# Задание:
Продублируйте дословно фрагмент текста документа ниже: всё от слов «Каждый шаг вперед» вниз до слов «авангард и арьергард.» включительно.

# Текст документа:

┌──

Тайна лермонтовской акварели

В ноябре 1840 года, вернувшись из тяжелой двадцатидневной экспедиции по Чечне, Лермонтов писал из крепости Грозной своему другу Алексею Лопухину: «Может быть, когда-нибудь я засяду у твоего камина и расскажу тебе долгие труды, ночные схватки, утомительные перестрелки, все картины военной жизни, которых я был свидетелем».

Рассказать «долгие труды» и «все картины» он не успел, хотя и намеревался писать большой роман или даже трилогию «из кавказской жизни». Наиболее полно и ярко боевые впечатления поэта отразились в его большом стихотворении «Валерик».

После ахульгинского погрома, когда Шамиль чудом избежал пленения или смерти, жаркое пламя газавата с новой силой стало разгораться в Чечне. «Ловкие действия Шамиля, – читаем в кавказских хрониках, – являвшегося с чрезвычайной быстротой всюду, откуда уходили войска наши, и с успехом увлекавшего за собою толпы плохо замиренных горцев»,45 вынудили командование предпринять новые наступательные шаги.

На правом фланге Кавказской линии действовал Лабинский отряд под командованием генерала Засса, на левом – был сформирован Чеченский отряд генерала Галафеева, базировавшийся в крепости Грозной.

«Если ты будешь мне писать, – сообщает Лермонтов Лопухину, – то вот адрес: «на Кавказскую линию, в действующий отряд генерал-лейтенанта Голофеева, на левый фланг». В составе Чеченского отряда поэт отправился в свою первую экспедицию.

Покинув лагерь близ Грозной в первых числах июля 1840 года, Галафеев пересек Сунжу, прошел Ханкальское ущелье и с боями продвинулся к Гойтинскому лесу. Затем последовал переход к Урус-Мартану и селению Гехи, где вскоре и произошли главные боевые события предпринятой операции. На своем пути войска уничтожили ряд чеченских селений. «А чтобы произвести большое моральное влияние на край, – доносил в рапорте Галафеев, – то они направлены были через гехинский лес…»

Похожей фразой, кстати, начинает описание военных действий и Лермонтов в своем «Валерике»:

Раз – это было под Гихами –
Мы проходили темный лес…

Четырнадцать лет назад этими же местами проследовал и А.П.Ермолов. «Чрез Гихинский лес нашел я проход весьма трудный, – вспоминал он в «Записках», – большие и старые деревья, между коими множество валежнику, дорога тесная и излучистая, представляли неприятелю удобства бороны, и я конечно потерпел бы урон…».

Каждый шаг вперед здесь давался потом и кровью. Движение осуществлялось порядком, который на армейском жаргоне называли «ящиком»: артиллерия и обоз в центре; пехота несколькими цепями шла по обеим сторонам, предупреждая нападение противника с флангов; смешанные, более подвижные отряды кавалерии и пехоты составляли авангард и арьергард.

«Моральное влияние» возымело незамедлительный результат: в темном гехинском лесу Галафеева поджидала засада. В течение трех дней чеченцы, собрав значительные силы, готовились встретить врага.

└──

# Фрагмент набора данных:
┌──

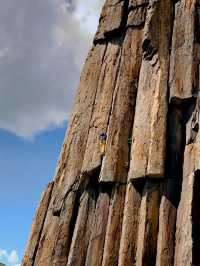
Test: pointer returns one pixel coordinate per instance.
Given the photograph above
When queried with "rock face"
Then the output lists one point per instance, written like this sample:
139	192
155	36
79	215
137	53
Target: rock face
127	185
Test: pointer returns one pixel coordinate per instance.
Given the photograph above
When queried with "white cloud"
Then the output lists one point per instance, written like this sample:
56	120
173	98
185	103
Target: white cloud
11	259
42	47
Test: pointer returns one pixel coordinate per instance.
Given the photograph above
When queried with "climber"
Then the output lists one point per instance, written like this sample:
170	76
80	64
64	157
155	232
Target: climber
103	138
129	141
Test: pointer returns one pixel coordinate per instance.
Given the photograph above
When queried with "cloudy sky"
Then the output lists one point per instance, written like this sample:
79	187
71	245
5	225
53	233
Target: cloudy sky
43	44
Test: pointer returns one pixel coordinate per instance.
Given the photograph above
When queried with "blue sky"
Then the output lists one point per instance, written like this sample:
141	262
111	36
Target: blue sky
26	168
43	45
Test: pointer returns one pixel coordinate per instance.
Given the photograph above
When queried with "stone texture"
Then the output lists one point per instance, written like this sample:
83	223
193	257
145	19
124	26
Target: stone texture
149	130
37	226
112	20
136	202
183	82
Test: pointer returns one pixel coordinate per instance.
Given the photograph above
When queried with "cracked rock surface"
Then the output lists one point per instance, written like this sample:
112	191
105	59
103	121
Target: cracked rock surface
133	198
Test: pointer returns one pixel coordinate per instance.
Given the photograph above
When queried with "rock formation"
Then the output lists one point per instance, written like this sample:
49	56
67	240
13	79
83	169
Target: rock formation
132	198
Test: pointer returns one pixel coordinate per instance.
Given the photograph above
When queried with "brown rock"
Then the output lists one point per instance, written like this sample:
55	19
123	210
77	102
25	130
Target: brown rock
149	130
112	19
37	226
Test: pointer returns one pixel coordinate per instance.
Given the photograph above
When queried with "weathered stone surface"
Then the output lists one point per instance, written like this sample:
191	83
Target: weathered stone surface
115	166
187	232
114	226
128	244
97	239
112	19
137	13
69	168
183	65
149	130
83	229
148	224
102	106
133	197
167	223
37	226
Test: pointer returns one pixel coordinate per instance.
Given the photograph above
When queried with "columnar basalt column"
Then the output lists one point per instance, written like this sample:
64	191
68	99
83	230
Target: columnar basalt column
131	198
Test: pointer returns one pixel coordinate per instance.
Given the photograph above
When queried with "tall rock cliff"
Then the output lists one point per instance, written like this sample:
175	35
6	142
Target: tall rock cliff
127	185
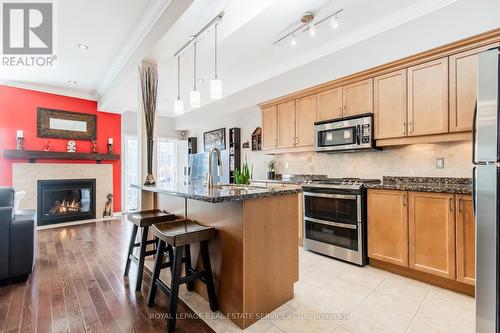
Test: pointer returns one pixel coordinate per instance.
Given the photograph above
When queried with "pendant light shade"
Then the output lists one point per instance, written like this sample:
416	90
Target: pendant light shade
216	83
178	104
195	96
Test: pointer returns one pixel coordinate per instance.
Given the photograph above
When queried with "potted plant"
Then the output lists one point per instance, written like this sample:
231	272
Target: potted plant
271	169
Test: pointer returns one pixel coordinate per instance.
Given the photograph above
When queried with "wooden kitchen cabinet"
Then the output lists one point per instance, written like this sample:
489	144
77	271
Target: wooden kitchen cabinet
270	127
428	98
358	98
388	226
463	88
286	124
431	231
305	118
329	104
389	105
465	240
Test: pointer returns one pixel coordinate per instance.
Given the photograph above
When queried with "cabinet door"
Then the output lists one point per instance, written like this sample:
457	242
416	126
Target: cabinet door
330	104
432	233
270	127
463	88
388	226
389	105
306	116
466	240
428	98
358	98
286	124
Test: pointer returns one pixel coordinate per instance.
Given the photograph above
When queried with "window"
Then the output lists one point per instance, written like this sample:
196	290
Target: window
130	172
166	166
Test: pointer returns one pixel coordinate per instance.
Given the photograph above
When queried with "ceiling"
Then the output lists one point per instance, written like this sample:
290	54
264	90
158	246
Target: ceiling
106	27
246	35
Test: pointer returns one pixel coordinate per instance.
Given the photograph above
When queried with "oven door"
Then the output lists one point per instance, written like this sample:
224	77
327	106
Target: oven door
332	206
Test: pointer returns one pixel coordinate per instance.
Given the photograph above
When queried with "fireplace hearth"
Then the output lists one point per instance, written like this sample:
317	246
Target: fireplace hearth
64	200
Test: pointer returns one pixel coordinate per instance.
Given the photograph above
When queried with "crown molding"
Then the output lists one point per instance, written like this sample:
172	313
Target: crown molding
48	89
140	31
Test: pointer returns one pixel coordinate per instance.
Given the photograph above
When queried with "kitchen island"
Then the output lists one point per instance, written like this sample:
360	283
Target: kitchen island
255	254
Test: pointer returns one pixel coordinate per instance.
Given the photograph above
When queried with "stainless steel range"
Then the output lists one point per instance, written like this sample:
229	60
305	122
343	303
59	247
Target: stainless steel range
335	218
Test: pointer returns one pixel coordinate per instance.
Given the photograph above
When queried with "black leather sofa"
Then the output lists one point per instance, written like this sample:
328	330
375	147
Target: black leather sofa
17	239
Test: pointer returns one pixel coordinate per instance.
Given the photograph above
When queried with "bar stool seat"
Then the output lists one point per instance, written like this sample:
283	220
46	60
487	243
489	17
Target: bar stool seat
143	219
180	234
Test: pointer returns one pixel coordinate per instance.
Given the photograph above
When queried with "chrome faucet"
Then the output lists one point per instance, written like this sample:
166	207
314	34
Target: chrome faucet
211	184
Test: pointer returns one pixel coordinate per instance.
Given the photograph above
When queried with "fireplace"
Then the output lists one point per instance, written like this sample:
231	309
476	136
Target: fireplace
64	200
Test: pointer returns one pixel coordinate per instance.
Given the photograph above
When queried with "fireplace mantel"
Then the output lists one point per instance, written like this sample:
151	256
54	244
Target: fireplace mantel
33	155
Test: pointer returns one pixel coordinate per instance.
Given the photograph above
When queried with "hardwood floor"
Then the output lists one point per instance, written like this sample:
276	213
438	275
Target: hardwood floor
78	286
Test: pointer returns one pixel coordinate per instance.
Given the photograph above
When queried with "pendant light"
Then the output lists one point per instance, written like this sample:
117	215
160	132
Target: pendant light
195	94
178	104
215	84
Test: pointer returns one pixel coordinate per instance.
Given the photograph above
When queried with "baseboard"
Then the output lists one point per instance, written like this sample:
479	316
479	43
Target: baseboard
73	223
424	277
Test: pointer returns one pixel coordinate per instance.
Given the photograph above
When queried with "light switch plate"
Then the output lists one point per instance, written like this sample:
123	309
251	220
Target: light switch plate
440	163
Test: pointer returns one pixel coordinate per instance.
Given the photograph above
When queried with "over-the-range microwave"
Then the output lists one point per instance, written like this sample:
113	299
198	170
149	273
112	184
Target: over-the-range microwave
345	134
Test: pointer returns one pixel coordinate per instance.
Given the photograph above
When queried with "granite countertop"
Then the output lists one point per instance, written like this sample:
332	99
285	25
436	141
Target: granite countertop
222	193
425	184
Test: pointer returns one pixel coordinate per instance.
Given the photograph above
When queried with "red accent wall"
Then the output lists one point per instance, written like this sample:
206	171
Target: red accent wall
18	110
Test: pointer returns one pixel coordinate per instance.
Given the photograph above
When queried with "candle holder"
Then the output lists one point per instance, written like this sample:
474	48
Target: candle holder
20	144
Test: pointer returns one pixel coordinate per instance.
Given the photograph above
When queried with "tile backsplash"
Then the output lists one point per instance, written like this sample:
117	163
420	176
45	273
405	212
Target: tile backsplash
413	160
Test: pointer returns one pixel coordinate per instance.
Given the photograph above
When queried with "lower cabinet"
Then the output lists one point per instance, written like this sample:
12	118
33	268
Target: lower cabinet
431	233
388	226
427	232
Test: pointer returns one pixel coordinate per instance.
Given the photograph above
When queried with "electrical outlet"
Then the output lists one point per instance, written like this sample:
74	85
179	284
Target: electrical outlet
440	163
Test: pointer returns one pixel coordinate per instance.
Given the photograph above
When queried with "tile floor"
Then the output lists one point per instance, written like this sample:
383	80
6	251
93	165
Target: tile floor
332	296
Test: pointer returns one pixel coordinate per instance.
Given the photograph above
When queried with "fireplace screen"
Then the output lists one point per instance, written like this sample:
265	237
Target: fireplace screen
65	200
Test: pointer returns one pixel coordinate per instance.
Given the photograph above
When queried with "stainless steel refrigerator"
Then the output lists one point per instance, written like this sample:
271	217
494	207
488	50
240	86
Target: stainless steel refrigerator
486	191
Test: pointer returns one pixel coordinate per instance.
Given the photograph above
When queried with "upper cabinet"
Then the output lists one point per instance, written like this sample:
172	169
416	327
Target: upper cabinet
428	98
358	98
329	104
463	88
270	127
305	118
286	124
389	105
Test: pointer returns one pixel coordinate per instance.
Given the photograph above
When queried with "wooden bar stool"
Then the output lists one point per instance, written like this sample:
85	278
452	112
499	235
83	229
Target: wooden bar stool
143	219
180	234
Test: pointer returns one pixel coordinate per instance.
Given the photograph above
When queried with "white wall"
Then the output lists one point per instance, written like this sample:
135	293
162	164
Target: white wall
165	126
248	120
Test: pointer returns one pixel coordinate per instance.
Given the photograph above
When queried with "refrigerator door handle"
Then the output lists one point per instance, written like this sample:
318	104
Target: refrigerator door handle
474	130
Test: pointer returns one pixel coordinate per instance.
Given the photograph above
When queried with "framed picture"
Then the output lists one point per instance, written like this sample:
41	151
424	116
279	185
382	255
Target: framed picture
215	138
66	125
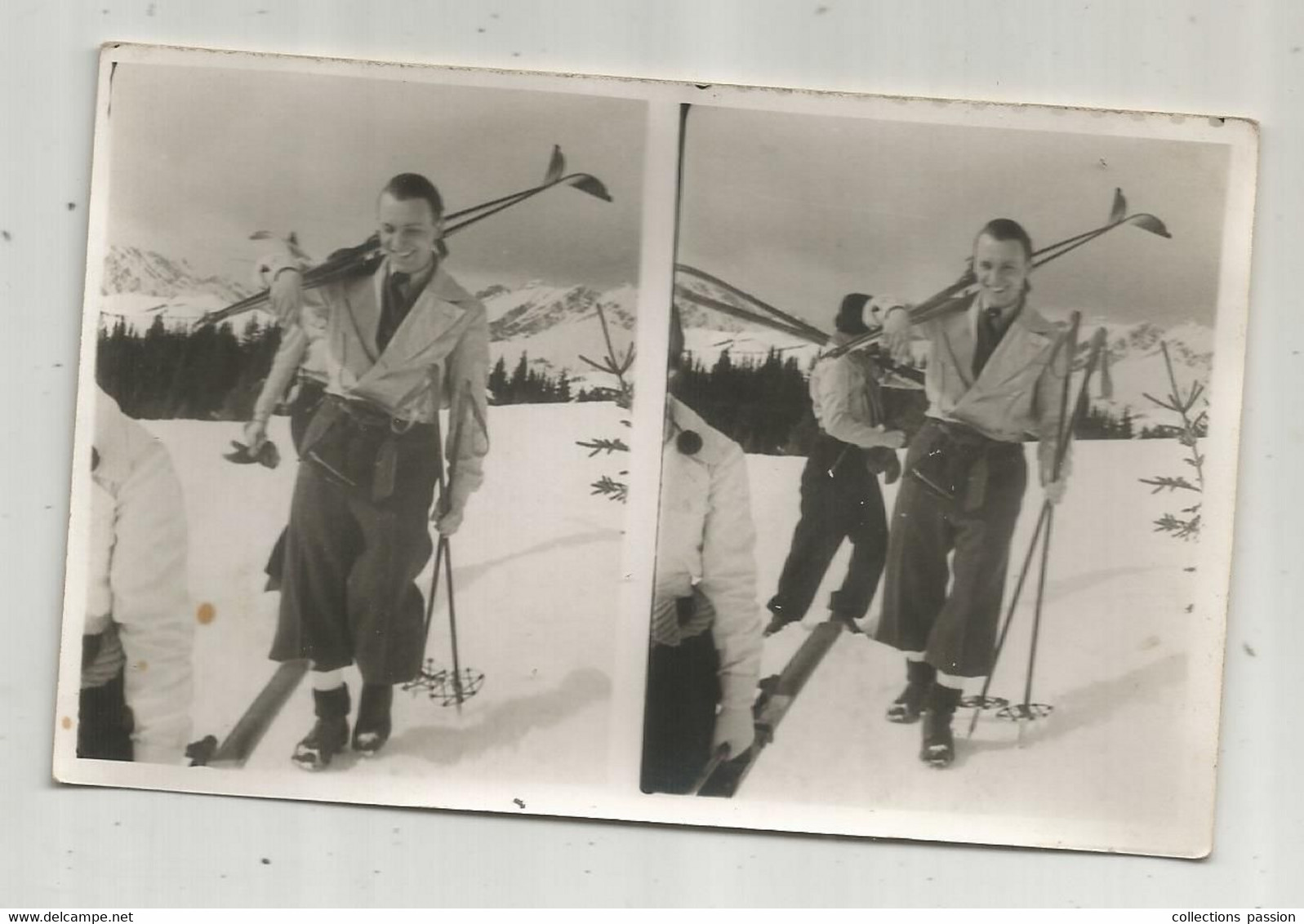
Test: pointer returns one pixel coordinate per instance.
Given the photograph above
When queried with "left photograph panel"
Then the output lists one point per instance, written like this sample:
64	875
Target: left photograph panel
354	412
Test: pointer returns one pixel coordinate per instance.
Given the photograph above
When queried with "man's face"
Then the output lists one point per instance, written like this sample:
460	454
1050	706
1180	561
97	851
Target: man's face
1002	269
408	232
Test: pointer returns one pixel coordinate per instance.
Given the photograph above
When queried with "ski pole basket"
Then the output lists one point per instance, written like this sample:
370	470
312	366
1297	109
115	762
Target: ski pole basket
446	687
985	703
1026	712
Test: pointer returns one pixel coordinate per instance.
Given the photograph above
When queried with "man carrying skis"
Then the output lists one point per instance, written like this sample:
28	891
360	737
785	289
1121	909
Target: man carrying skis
840	489
401	342
995	375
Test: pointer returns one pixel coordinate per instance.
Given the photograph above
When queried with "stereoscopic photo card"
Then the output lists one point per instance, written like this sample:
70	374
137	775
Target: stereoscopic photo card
705	455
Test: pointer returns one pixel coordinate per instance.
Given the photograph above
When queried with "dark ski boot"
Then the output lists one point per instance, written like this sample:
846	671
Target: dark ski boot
847	620
939	746
919	678
329	735
373	725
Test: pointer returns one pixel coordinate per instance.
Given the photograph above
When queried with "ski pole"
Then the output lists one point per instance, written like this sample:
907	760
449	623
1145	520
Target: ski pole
1066	433
1009	616
718	757
1061	452
1093	358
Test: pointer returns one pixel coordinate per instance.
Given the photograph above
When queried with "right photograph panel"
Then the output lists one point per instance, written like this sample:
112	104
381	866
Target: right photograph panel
935	478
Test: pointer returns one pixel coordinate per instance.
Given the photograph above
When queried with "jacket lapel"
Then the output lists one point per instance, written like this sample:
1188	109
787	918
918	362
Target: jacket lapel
960	343
1028	336
434	312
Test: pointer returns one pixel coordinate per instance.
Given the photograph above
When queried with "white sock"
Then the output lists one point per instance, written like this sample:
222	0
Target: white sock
325	681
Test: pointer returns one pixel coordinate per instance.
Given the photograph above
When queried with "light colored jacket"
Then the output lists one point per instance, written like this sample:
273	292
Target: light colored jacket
1020	389
301	345
438	355
137	598
705	542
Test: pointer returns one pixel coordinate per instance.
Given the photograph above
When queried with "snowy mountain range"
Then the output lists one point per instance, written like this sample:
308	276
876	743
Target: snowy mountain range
556	325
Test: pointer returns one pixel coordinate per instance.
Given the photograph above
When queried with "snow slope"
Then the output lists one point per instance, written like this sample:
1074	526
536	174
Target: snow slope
535	567
1113	661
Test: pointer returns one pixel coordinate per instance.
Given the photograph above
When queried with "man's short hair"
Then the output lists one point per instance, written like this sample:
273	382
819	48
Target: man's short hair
415	187
1007	229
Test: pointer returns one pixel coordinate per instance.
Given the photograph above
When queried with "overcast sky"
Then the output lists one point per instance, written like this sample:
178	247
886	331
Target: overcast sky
799	210
203	157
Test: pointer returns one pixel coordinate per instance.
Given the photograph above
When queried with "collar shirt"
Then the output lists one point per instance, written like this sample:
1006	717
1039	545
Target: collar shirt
438	358
1017	393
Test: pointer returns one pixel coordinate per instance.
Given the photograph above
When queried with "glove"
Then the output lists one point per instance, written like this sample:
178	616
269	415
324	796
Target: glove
736	727
255	433
446	522
287	296
896	334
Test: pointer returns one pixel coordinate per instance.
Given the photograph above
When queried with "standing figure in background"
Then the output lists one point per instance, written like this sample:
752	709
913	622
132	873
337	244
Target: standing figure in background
136	682
297	368
840	487
402	339
705	657
995	375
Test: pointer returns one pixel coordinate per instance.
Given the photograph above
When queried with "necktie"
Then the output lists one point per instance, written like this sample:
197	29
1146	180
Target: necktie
989	335
393	309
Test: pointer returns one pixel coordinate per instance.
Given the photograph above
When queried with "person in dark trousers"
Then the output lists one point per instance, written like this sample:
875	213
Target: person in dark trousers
401	340
840	489
995	377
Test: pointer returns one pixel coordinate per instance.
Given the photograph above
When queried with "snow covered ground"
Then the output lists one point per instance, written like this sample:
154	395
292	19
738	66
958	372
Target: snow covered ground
536	570
1113	661
536	566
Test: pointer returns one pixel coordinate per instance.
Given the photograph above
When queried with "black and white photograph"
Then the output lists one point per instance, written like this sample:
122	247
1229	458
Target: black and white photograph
947	474
919	526
355	399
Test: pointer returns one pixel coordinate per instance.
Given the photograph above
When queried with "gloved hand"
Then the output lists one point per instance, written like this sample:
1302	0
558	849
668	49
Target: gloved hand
896	334
255	433
287	295
447	522
736	727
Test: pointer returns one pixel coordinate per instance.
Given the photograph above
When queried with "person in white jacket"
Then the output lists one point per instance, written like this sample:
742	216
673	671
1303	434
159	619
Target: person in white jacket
705	623
136	683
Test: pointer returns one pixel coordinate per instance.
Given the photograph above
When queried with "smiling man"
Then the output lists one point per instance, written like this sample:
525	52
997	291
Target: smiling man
402	340
995	375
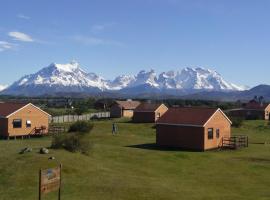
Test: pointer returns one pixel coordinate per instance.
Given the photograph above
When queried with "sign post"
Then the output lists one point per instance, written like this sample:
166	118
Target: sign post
50	180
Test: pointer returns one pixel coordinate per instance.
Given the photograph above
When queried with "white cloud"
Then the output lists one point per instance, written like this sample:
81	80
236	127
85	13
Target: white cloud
89	40
20	36
100	27
22	16
6	46
2	87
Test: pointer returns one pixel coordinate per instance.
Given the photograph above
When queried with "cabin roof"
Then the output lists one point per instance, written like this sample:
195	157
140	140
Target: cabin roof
9	108
147	107
128	105
189	116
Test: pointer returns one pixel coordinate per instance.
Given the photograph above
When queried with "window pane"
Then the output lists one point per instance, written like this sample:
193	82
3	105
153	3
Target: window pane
210	133
217	133
28	123
17	123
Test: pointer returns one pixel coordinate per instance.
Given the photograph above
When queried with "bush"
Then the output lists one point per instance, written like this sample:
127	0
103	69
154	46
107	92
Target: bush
81	126
237	122
72	142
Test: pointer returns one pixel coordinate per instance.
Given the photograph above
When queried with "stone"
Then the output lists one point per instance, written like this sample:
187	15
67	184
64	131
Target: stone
44	150
26	150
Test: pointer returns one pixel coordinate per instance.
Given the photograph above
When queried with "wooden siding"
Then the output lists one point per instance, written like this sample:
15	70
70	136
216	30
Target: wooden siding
192	137
128	113
180	136
267	113
218	121
116	111
160	111
36	116
3	127
149	117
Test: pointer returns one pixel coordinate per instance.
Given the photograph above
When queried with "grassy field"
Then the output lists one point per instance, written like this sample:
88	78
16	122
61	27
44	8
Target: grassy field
128	167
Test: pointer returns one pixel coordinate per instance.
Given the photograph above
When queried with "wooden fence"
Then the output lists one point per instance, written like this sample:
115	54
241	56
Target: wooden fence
235	142
75	118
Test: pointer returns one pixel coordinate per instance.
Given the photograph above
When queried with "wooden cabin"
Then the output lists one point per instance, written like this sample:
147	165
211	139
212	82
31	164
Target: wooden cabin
123	108
193	128
252	110
17	119
149	112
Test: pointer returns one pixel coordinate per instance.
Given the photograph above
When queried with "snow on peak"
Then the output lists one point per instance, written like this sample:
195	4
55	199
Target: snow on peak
69	67
146	77
2	87
71	76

└──

# Ответ:
Каждый шаг вперед здесь давался потом и кровью. Движение осуществлялось порядком, который на армейском жаргоне называли «ящиком»: артиллерия и обоз в центре; пехота несколькими цепями шла по обеим сторонам, предупреждая нападение противника с флангов; смешанные, более подвижные отряды кавалерии и пехоты составляли авангард и арьергард.